## 求められること
下にあるトルクスネジの解説文を、最後の文の後から書き継いでもらえますか?

## 本文
━━━━━━━━━━━━━━━━
「ネジ」と総称される締結部品には、プラスビスなどのナベ小ネジ、六角頭のボルト、六角穴のキャップボルトなどさまざまな種類があります。それに加えて、六角の星形穴を持つトルクスネジもあります。一般的に「トルクス」と呼ばれるこのタイプのネジはバイクや自動車で使用例が多く、これを回すには専用の工具が不可欠。ここではトルクスネジの特徴と工具について説明します。
締め付けトルクの向上を目的としたネジの進化とは?
バイクの整備やカスタムを行う際に、当たり前のように行っているのがネジやボルトを回す作業です。ねじの頭がマイナス溝や十字穴ならマイナスドライバーやプラスドライバーを、六角頭ならスパナやメガネレンチを、六角穴のキャップボルトならヘキサゴンレンチを手に取るのは、多くの人が何も考えることなく自然にできるはず。
それらに対して、ずいぶん普及したもののまだ一瞬身構え、たじろいでしまうのがトルクスネジではないでしょうか?
ぱっと見はキャップボルトの六角穴のようで、よく見ると六角の星形穴でヘキサゴンレンチは使えないのがトルクスの特徴です。この頭部形状は他の規格より新しく、既存のネジの弱点や欠点を克服するため、1960年代にアメリカのメーカーによって開発されました。
ネジの中で最も一般的な、十字穴を持つプラスビスには「カムアウト」と呼ばれる弱点があることを知る人は多いはず。ドライバーとビスが容易に噛み合うよう、両者がテーパー形状を採用しているため、回転時にドライバーが浮き上がりネジから外れたり、十字穴を崩してしまうのがカムアウトで、これを防ぐにはドライバーをビスに押しつけながら回す動作が不可欠です。
━━━━━━━━━━━━━━━━
## 生データ
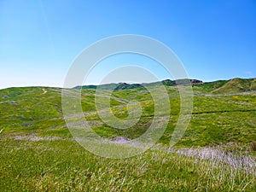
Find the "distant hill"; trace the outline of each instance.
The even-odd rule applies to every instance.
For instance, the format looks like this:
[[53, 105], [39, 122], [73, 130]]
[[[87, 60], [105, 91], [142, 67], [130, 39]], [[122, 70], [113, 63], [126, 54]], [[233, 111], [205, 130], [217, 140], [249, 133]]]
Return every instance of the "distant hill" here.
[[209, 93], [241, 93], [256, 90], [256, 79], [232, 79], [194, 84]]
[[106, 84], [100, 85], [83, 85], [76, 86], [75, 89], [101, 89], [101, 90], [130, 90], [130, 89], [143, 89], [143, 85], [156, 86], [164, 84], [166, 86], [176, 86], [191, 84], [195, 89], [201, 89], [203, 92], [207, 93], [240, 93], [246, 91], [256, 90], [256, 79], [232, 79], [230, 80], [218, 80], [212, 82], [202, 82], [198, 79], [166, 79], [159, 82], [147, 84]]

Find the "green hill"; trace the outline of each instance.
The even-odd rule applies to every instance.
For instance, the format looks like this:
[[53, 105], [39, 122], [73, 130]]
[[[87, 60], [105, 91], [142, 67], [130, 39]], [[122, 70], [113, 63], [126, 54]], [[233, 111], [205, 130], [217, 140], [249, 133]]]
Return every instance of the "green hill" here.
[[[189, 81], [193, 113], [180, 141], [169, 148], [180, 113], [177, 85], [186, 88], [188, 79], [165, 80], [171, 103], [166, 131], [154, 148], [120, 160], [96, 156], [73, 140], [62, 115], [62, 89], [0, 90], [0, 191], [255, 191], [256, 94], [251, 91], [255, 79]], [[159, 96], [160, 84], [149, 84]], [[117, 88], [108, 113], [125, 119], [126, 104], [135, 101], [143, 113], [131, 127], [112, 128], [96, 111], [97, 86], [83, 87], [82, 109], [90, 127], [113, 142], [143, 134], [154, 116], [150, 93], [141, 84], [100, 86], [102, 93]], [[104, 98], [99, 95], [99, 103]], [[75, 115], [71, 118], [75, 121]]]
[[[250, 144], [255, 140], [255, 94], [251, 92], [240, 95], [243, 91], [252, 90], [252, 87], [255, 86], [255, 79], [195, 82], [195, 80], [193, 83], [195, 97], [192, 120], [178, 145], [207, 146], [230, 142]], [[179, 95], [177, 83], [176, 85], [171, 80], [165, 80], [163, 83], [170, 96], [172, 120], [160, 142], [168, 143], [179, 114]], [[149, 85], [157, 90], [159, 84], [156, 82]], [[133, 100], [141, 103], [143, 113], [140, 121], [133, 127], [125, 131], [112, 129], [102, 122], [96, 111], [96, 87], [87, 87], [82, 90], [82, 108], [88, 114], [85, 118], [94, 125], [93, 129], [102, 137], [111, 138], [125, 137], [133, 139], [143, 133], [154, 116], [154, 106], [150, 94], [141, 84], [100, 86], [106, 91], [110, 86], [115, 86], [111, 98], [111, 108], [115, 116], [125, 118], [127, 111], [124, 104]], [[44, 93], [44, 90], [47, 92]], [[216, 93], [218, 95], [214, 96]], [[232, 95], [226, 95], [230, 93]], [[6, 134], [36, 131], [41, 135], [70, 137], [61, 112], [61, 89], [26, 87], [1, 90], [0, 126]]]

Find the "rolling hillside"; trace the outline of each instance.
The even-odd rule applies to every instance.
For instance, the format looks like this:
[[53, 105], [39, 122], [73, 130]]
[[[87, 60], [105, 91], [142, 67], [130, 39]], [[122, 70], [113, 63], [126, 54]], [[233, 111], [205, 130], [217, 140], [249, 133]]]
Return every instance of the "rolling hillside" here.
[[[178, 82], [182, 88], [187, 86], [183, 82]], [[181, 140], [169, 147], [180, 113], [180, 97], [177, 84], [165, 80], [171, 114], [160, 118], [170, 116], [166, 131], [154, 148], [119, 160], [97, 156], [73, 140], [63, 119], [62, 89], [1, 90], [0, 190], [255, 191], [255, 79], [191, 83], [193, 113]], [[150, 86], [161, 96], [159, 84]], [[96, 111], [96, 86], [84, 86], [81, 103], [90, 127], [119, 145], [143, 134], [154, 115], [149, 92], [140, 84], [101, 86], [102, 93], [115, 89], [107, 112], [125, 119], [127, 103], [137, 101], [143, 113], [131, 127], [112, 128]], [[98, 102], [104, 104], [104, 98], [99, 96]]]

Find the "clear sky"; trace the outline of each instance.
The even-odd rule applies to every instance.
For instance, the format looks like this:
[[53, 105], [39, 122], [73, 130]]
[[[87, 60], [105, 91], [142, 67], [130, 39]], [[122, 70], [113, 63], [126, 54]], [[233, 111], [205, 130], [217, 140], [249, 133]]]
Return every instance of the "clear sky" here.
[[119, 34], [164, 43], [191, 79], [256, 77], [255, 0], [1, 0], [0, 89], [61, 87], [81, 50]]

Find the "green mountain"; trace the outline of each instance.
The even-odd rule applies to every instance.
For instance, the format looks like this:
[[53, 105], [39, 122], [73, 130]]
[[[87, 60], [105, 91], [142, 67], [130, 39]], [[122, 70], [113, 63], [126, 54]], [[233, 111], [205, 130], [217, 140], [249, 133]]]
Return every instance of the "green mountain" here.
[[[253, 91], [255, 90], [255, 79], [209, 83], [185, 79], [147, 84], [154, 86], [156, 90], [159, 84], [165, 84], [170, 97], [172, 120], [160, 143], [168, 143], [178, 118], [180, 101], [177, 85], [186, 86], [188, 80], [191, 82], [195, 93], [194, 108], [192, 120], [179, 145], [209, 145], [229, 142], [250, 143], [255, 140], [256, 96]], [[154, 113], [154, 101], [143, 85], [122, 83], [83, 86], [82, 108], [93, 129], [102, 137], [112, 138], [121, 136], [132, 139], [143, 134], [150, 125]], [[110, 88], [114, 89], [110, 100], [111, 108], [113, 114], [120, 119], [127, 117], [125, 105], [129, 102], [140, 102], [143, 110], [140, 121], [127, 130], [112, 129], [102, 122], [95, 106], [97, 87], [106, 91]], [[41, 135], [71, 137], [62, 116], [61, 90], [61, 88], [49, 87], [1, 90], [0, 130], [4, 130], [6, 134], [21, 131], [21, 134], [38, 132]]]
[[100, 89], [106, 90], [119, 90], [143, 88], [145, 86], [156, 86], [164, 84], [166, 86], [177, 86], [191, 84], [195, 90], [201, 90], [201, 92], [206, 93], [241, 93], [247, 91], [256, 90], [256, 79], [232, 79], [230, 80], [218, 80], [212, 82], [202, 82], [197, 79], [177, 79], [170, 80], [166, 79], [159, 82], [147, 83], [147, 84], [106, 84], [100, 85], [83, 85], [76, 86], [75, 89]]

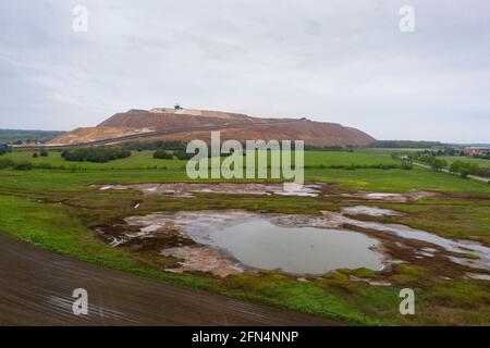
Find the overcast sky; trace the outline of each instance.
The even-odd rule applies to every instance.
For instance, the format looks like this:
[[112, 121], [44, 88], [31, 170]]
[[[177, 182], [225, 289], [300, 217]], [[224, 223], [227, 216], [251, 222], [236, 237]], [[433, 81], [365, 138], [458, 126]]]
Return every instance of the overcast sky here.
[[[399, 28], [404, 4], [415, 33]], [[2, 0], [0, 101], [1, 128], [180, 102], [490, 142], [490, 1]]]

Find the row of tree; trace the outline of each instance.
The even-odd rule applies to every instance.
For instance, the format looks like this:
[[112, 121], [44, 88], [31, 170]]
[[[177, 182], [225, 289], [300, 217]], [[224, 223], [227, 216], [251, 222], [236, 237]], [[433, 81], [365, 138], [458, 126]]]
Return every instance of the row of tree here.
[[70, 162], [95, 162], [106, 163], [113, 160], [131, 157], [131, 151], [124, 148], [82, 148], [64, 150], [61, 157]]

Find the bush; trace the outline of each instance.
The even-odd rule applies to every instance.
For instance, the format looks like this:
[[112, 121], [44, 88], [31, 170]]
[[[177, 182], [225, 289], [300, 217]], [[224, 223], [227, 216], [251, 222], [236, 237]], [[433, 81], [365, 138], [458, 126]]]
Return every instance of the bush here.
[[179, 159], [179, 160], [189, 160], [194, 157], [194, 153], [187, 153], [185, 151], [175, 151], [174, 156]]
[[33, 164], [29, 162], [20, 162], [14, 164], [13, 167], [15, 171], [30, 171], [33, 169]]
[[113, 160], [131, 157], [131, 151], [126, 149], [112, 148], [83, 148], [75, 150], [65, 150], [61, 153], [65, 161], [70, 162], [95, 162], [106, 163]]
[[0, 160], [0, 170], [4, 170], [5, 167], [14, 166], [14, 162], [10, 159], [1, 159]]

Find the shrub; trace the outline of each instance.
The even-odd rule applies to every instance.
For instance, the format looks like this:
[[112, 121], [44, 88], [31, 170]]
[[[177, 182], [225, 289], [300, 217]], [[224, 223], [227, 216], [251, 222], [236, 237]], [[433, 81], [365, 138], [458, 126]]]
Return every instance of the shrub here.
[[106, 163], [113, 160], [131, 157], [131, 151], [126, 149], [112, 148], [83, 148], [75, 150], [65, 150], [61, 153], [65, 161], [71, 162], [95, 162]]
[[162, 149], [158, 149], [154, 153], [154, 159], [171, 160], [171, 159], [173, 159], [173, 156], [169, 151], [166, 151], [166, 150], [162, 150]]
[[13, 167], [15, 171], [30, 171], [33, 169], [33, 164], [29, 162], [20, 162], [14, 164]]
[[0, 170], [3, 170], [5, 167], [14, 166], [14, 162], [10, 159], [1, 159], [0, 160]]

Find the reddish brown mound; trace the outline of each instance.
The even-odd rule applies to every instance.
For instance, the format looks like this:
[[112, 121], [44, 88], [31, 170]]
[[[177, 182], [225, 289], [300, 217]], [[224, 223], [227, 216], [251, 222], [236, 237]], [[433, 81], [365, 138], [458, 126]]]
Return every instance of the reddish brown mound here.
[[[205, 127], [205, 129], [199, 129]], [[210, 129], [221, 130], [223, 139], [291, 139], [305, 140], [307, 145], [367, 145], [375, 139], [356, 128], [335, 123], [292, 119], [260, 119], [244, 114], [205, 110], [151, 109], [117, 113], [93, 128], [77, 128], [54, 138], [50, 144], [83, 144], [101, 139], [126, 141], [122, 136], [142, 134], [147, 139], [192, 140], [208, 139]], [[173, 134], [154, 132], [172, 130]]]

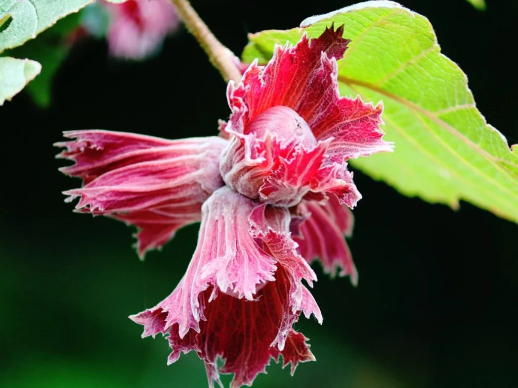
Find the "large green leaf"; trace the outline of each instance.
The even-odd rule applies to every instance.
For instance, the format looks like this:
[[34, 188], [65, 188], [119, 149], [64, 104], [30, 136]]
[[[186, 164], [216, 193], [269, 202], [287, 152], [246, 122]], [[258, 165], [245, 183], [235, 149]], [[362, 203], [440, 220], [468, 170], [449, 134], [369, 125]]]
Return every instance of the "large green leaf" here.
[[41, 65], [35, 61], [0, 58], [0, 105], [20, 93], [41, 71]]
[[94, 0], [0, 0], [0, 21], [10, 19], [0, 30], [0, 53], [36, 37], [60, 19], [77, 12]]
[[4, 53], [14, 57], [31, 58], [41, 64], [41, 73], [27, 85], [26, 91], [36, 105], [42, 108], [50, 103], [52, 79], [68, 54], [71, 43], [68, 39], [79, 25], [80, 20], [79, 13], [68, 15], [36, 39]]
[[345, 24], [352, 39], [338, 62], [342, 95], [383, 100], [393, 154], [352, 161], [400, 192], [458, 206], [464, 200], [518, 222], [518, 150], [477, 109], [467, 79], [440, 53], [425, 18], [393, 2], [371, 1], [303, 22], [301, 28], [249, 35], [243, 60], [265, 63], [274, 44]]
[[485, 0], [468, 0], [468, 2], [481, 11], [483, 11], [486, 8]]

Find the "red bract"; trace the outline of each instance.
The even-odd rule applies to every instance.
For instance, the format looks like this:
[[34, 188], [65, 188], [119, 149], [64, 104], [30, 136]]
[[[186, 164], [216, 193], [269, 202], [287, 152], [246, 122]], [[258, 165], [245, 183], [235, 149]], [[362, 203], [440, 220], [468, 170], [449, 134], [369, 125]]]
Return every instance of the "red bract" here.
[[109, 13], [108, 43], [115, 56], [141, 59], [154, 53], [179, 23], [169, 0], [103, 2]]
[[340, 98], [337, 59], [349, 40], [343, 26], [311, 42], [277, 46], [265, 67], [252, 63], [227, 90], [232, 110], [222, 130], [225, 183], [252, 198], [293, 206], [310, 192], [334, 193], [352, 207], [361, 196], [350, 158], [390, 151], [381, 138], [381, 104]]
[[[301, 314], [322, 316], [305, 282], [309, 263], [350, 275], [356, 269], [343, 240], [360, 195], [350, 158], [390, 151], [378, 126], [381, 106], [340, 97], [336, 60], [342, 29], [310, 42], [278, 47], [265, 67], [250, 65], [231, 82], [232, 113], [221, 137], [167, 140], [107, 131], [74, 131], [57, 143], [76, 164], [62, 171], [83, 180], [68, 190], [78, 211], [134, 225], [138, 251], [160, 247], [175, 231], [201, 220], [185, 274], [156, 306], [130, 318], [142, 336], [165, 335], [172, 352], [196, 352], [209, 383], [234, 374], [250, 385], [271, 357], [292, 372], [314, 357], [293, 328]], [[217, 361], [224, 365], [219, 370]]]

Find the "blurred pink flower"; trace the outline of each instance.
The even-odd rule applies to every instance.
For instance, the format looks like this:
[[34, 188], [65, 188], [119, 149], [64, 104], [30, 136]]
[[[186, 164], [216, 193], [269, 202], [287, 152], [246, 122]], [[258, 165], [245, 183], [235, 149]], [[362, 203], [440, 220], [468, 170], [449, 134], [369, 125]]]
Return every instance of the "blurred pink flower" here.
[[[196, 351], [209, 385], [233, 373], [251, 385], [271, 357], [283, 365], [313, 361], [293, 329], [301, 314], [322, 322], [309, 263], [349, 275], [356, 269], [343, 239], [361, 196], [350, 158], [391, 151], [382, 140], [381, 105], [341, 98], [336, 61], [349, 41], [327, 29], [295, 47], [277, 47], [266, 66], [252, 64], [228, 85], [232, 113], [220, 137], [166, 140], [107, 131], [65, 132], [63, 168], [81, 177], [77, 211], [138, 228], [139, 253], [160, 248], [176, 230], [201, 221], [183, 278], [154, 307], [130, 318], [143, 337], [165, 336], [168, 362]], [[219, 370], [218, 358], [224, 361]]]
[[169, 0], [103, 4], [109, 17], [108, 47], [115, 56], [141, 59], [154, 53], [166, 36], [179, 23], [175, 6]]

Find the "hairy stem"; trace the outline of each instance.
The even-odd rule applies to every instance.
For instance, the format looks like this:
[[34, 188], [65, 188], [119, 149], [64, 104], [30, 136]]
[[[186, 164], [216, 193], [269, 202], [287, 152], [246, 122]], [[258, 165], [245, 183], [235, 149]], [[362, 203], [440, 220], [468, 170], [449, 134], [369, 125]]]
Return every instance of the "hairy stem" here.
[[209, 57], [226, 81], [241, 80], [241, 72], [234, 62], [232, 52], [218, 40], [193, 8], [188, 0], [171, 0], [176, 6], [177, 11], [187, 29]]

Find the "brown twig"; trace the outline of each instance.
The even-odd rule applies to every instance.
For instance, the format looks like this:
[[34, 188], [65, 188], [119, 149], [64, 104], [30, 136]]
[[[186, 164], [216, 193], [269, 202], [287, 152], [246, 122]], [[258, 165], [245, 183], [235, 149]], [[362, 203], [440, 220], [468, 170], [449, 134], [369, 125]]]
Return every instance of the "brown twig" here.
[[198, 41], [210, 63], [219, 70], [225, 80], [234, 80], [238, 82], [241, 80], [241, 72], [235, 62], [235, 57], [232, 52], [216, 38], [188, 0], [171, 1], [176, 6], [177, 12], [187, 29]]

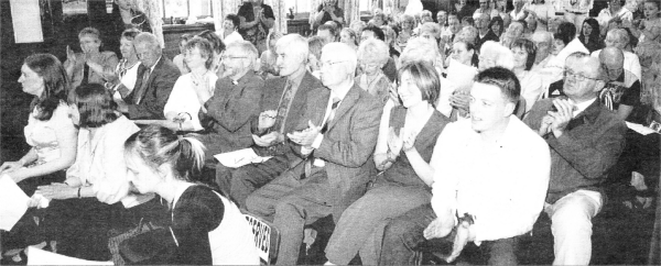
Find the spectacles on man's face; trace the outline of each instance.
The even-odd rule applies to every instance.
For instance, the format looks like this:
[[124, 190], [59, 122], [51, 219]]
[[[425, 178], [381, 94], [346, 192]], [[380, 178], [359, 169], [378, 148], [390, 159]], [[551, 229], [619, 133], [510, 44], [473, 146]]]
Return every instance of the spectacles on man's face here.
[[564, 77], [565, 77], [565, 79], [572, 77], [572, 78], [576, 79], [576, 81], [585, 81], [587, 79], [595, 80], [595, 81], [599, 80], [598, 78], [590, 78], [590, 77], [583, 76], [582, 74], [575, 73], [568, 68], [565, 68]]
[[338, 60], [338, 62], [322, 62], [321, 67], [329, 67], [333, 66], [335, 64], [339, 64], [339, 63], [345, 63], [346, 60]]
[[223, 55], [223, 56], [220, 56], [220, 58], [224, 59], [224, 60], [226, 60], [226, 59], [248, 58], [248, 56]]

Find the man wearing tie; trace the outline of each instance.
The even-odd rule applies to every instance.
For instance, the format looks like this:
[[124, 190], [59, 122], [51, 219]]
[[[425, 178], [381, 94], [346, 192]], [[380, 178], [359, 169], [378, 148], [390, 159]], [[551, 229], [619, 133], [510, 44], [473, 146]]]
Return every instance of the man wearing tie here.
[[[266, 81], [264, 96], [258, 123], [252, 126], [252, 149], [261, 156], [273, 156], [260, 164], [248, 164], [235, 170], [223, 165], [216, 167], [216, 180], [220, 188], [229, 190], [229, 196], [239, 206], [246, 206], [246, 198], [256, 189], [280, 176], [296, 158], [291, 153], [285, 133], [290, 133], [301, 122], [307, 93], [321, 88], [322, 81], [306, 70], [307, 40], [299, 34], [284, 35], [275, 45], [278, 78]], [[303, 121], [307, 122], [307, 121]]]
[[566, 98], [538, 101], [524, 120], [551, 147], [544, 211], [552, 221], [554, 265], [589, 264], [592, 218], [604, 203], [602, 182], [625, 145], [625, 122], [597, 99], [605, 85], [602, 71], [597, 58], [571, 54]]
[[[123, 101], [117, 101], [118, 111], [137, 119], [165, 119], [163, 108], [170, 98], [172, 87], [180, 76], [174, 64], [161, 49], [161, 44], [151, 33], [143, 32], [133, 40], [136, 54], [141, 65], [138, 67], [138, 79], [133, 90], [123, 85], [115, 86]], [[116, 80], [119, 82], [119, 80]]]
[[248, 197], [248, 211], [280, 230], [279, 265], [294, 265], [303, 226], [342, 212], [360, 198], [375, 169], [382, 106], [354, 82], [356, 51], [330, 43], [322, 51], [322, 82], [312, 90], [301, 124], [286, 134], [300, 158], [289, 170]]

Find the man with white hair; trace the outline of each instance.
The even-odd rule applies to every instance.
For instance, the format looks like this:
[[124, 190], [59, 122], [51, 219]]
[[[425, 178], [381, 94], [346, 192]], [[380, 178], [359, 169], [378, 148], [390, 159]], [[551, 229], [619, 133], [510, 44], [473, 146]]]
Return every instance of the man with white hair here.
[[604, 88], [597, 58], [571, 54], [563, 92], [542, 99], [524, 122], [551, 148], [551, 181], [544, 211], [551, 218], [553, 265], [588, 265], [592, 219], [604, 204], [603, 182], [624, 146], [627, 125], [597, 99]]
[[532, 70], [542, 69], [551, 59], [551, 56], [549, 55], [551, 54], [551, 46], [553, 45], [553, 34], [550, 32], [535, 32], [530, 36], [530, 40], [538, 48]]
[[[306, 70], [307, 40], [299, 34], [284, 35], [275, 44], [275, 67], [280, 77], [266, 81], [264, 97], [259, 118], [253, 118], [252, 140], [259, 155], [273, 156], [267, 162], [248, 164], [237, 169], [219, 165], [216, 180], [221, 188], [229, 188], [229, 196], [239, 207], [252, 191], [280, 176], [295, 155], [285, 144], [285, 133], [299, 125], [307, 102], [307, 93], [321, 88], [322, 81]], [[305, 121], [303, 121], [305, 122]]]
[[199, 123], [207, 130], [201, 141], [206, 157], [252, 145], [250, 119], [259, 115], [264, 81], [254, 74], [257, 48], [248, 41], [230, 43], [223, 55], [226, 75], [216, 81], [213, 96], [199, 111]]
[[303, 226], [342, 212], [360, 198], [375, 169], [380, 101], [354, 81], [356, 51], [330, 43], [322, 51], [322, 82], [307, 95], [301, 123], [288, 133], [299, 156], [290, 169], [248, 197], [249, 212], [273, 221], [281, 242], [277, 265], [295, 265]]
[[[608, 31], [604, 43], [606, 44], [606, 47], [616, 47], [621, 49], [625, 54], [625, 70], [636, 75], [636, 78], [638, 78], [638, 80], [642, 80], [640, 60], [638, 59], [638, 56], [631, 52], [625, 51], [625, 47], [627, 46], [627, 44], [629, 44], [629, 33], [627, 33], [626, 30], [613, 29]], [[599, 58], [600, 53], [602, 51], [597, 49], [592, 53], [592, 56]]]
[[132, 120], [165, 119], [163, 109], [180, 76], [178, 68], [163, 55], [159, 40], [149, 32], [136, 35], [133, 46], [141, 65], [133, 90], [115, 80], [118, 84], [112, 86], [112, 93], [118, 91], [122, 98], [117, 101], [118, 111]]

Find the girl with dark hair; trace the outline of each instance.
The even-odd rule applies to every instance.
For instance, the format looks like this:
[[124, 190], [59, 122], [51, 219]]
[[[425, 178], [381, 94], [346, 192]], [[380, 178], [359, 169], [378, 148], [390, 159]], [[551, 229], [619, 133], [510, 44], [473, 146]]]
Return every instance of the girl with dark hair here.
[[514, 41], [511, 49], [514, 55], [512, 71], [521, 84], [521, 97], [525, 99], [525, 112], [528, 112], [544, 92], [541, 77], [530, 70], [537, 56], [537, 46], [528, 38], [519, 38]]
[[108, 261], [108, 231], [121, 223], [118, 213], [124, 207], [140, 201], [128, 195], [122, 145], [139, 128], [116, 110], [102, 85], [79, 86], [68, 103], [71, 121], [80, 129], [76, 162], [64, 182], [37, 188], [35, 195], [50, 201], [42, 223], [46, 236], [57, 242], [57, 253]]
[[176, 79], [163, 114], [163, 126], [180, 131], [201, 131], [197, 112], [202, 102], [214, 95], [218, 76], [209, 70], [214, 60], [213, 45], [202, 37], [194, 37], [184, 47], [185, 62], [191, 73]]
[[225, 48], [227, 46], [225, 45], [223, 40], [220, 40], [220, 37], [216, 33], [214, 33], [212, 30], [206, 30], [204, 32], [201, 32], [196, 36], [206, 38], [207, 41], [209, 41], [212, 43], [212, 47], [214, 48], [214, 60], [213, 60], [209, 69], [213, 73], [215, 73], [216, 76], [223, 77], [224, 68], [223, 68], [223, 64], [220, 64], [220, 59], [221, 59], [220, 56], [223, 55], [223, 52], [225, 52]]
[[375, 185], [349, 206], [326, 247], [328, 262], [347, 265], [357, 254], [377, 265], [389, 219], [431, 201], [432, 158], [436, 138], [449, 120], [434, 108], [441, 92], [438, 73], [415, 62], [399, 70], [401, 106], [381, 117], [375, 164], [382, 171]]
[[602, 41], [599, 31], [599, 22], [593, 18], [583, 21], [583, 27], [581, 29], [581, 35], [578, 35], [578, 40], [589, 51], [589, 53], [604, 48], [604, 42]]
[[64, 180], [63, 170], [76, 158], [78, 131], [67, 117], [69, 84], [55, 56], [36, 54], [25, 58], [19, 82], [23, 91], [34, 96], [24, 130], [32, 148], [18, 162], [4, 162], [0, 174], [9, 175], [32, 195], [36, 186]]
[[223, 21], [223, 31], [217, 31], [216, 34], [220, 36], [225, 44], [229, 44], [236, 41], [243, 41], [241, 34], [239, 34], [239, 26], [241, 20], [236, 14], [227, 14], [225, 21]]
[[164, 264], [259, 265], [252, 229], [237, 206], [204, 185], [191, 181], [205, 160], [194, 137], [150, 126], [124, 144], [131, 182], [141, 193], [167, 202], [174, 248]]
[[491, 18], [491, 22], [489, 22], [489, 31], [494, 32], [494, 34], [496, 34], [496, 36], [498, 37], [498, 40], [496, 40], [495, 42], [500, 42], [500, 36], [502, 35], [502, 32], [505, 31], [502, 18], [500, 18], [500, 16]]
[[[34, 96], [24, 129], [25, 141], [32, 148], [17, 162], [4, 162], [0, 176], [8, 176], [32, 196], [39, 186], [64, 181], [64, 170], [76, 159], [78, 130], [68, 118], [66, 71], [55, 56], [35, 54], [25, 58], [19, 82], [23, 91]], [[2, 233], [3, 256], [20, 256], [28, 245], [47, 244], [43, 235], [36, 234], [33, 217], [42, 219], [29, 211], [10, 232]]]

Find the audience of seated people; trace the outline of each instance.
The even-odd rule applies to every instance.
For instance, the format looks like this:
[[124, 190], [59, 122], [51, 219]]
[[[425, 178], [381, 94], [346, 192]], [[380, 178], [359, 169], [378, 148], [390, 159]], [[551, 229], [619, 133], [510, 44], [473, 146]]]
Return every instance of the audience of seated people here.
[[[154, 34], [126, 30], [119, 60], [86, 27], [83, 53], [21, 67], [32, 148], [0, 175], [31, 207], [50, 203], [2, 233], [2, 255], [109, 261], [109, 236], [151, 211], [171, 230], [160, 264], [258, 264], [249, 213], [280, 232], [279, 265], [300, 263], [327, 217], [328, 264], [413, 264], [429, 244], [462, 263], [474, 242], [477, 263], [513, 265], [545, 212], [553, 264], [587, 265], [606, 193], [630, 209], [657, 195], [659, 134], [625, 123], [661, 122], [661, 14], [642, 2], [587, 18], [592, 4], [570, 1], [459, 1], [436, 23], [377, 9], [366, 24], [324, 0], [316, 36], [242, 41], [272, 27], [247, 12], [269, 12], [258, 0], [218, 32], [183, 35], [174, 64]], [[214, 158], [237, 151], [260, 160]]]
━━━━━━━━━━━━━━━━
## 解答例
十字穴を六角穴にしたキャップボルトは、ヘキサゴンレンチと六角穴の接触部分が直線状となることで、工具を回す際に浮き上がったり逃げたりする力は生じません。六角頭のボルトとソケットが真逆になったと考えれば分かりやすいでしょう。
工具が逃げない(浮き上がらない)分、キャップボルトはナベ小ねじよりも強いトルクを加えることができます。しかし六角穴とレンチの接触部分に注目すると直線状の線接触となるため、力が接触部分に集中してボルトを傷める原因になります。
既存のネジの弱点を克服するために開発されたトルクスネジ
ナベ小ねじやキャップボルトなどの弱点を解消するために開発されたのがトルクスネジです。
六角の星形穴は直線ではなく、曲線で構成されています。この「曲線形状」が重要で、ネジと工具が「線」ではなく「面」で接触することでネジを傷めにくく、キャップボルトより強いトルクを伝達できる利点があるのです。
六角頭のボルトとメガネレンチやソケットレンチの接触部分も、線接触か面接触かによって締め付けトルクに違いがあります。六角頭のボルトの角部とソケットが点で当たる(点が連続すると線になる)と角部がナメやすいため、二つの角の中間部分の面で接触するようなソケット形状を採用したのが、有名工具メーカーのスナップオンが開発した面接触ソケットの特長です。
締め付けトルクが同じであれば、面接触はボルトやナットの角部に集中していた力を分散させることができ、さらにそれによって線接触よりも高いトルクで締め付けることが可能になります。
六角穴のキャップボルトと六角星形のトルクスボルトの間にも、この関係性が成り立ちます。キャップボルトとヘキサゴンレンチの接触部分は、基本的には線接触となります(一部面接触を採用したヘキサゴンレンチもあります)。
この場合、締め付けトルクを高くしていくとレンチの角部が六角穴に食い込み、最終的には穴をなめてしまいます。六角穴とレンチのクリアランスを小さくしていけばガタは減少しますが、両者の接触部分が線接触である点は変わりません。これに対してトルクスは星形形状の曲面部分同士が接触する面接触となるため、トルクが分散されるのです。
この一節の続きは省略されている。